Exercise requirements:
(A) From the glaucoma follow-up study summary, list the topics it suggests Black and Latino patients may benefit from specialized education about.
(B) Based on the glaucoma follow-up study summary, decide whether each statement agrees with it: (i) the study included 152 subjects; (ii) data were gathered through a written questionnaire; (iii) white patients showed less consistent follow-up than Black and Latino patients.
(C) Pick up the glaucoma follow-up study summary where it stops and continue it.

This study reports the results of a survey suggesting that demographic factors, including race, ethnicity and educational background, affect adherence to recommended glaucoma follow-up visits. Black and Latino patients demonstrated, on average, less consistent follow-up relative to white patients. The results suggest that patients from these two groups may benefit from specialized education regarding irreversible vision loss from glaucoma, need for lifelong treatment of the condition and lack of visual symptoms, as well as counseling to improve follow-up. It has been well documented that patients who do not maintain follow-up appointments are less adherent with medication. The study's authors say that targeted glaucoma education by physicians may improve follow-up, thereby decreasing the morbidity associated with glaucomatous disease.
The authors conducted this case-control study in order to identify predictors of inconsistent attendance at glaucoma follow-up visits in an urban county hospital population. Subjects were 152 glaucoma patients equally divided between those with inconsistent follow-up (cases) and those with consistent follow-up (controls). Data were collected via oral questionnaire.

Material provided:
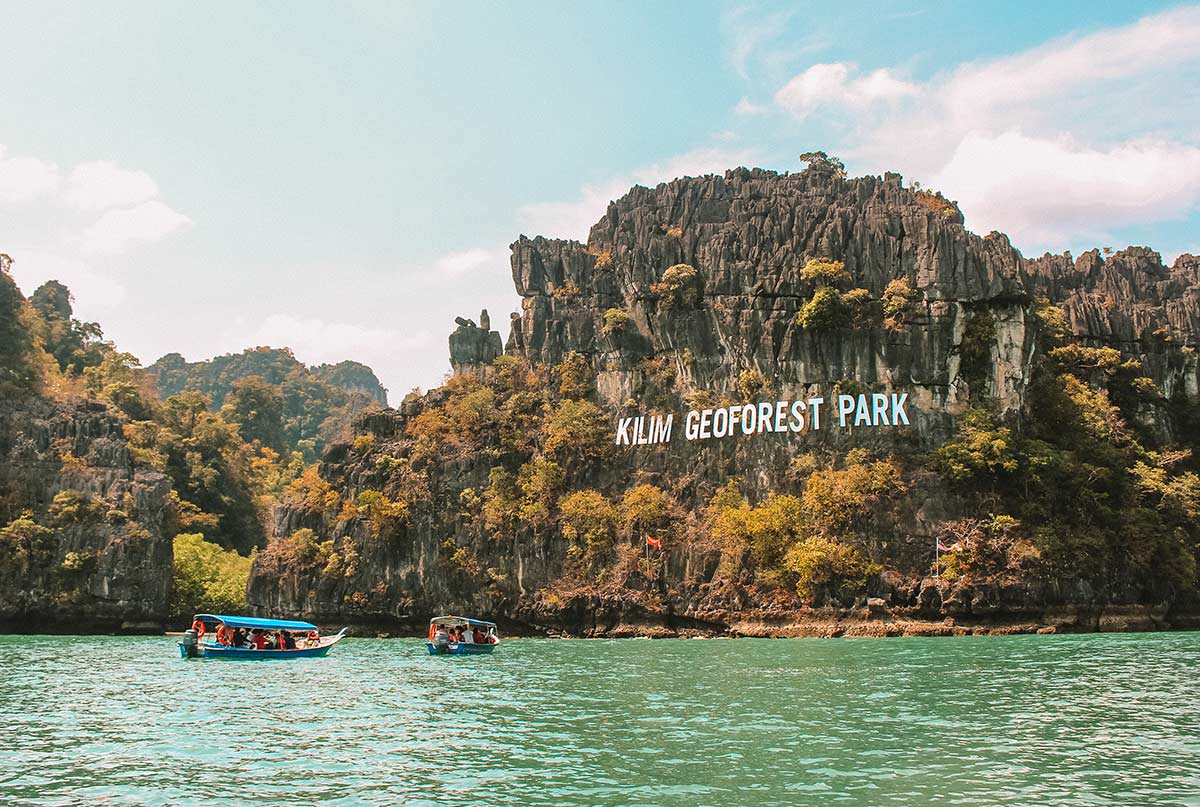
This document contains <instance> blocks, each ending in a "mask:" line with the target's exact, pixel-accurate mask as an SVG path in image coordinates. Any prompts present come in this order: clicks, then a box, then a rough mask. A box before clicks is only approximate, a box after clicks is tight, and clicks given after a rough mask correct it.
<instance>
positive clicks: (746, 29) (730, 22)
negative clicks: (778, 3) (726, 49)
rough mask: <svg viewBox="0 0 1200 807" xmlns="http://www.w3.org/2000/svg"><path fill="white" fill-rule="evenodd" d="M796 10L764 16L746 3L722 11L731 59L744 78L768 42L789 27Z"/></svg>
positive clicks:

Answers:
(A)
- Irreversible vision loss from glaucoma
- Need for lifelong treatment of the condition
- Lack of visual symptoms

(B)
(i) Yes: "Subjects were 152 glaucoma patients equally divided between those with inconsistent follow-up (cases) and those with consistent follow-up (controls)."
(ii) No: "Data were collected via oral questionnaire."
(iii) No: "Black and Latino patients demonstrated, on average, less consistent follow-up relative to white patients."

(C)
After adjusting for covariates in the logistic regression analysis, factors independently associated with inconsistent follow-up included black race (adjusted OR, 7.16; 95% confidence interval, 1.64-31.24), Latino ethnicity (adjusted OR, 4.77; 1.12-20.29), unfamiliarity with necessary treatment duration (adjusted OR, 3.54; 1.26- 9.94), lack of knowledge of the permanency of glaucoma-induced vision loss (adjusted OR, 3.09; 1.18-8.04) and the perception that it is not important to attend all follow- up visits (adjusted OR, 3.54; 1.26-9.94). Latino patients with a low level of education (i.e., no formal education through completion of primary school) and black patients with a medium level of education (i.e., any secondary school through completion of a secondary school degree or a general educational development certificate) were more likely to have inconsistent follow-up patterns compared with their white counterparts with similar educational backgrounds (P = 0.04 for each).
The authors say these results are consistent with the trends of lower follow-up and screening rates observed among black and Latino patients with breast and cervical cancer compared with their white counterparts. It is somewhat unexpected that ability to pay for visits and medications did not show a correlation. Family history was not assessed.
This study covers a more broad racial and ethnic population than similarly designed studies. Among the cases, 27.6 percent were black, 40.8 percent Latino, 23.7 percent Asian and 7.9 percent white. The proportion of cases within each race or ethnicity was 61.8 percent black, 54.4 percent Latino, 42.9 percent Asian and 31.6 percent white.
However, the study size is small and the results of questionnaires should be interpreted cautiously. Several studies have shown that patients are more likely to provide the answer they believe their physician wants to hear.